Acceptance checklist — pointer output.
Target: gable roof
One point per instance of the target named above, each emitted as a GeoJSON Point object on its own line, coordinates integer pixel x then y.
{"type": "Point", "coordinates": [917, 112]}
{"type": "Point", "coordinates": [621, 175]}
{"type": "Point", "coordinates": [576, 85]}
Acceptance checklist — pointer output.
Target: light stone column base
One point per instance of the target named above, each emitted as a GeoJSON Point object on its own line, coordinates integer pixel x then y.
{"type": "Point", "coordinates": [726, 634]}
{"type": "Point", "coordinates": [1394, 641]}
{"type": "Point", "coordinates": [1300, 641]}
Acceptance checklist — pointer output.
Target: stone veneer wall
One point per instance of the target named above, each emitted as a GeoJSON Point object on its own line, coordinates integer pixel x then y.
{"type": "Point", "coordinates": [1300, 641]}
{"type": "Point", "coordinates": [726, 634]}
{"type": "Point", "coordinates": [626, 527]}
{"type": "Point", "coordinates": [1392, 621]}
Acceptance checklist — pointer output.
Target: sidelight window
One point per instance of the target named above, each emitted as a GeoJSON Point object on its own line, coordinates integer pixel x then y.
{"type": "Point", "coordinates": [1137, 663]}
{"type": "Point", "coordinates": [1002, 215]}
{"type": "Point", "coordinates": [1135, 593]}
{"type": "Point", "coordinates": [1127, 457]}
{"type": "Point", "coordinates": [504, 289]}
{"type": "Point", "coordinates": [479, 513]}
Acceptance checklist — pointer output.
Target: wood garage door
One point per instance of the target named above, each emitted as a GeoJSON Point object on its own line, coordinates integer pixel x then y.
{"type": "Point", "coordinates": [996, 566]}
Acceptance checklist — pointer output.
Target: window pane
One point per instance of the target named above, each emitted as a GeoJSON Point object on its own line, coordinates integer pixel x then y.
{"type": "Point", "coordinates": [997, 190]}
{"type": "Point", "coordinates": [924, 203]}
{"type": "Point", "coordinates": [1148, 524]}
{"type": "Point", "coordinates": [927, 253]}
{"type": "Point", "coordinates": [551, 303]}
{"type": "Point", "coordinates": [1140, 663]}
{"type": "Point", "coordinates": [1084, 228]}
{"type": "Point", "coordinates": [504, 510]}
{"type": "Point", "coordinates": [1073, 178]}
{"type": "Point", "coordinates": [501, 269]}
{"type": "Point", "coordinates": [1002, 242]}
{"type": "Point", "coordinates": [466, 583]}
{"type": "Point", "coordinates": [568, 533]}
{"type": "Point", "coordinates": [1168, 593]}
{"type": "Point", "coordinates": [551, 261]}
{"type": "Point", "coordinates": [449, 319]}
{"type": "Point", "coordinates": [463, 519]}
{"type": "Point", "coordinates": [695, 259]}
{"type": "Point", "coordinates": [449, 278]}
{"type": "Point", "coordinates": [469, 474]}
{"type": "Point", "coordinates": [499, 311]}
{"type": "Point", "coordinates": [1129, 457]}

------------------------------------

Copy each line from the records above that includes the string "window".

» Exercise response:
Target: sidelight window
Target: window pane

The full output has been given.